[Work task] Your task is to copy the stretch of lines in the records below that begins with the line containing "Query: woman in orange hijab" and ends with the line containing "1255, row 913", exactly as written, with nothing added.

[Referring expression data]
------------------------------------------------------------

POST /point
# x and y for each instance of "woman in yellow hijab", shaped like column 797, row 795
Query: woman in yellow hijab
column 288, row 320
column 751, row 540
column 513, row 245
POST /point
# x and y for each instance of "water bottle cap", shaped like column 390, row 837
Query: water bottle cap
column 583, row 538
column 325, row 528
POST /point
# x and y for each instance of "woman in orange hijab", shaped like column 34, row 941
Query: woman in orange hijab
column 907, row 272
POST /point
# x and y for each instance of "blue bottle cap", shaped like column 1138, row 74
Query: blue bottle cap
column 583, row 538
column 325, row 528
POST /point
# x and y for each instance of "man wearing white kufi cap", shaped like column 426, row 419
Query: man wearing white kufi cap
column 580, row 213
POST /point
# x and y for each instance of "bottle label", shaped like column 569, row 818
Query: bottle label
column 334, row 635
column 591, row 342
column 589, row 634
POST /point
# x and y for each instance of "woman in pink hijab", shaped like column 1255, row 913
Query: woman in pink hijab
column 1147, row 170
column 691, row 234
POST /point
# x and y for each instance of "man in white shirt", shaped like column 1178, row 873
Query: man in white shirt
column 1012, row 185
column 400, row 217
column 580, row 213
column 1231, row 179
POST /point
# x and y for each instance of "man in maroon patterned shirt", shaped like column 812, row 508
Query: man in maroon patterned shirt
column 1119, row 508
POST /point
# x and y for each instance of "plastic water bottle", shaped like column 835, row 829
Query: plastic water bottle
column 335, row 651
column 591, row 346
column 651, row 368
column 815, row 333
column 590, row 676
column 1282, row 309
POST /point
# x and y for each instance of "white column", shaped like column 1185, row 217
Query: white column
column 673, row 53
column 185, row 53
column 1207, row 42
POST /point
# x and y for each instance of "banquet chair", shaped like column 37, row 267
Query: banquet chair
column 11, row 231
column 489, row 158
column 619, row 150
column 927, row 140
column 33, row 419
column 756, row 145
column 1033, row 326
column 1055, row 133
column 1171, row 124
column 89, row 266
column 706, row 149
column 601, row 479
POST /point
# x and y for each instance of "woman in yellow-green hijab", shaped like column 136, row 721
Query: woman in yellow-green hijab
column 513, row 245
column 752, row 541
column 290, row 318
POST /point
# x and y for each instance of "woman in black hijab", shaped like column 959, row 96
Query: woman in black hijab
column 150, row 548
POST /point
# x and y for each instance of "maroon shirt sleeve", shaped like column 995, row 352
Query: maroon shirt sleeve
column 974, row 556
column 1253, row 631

------------------------------------------------------------

[Written solution]
Query: woman in orange hijab
column 907, row 272
POST /point
# x and y for each instance of "blue bottle cap", shaped like column 1138, row 74
Query: blue bottle cap
column 583, row 538
column 325, row 528
POST /point
# x and y for each instance of "man wearing white kufi cap", shaped like column 426, row 419
Query: man wearing white kufi cap
column 580, row 213
POST /point
# x and y for each instance of "bottle label", shaped like column 569, row 818
Query: bottle label
column 334, row 635
column 591, row 342
column 589, row 634
POST /point
# x and y for each instance of "woman in pink hijab", shaped like column 1255, row 913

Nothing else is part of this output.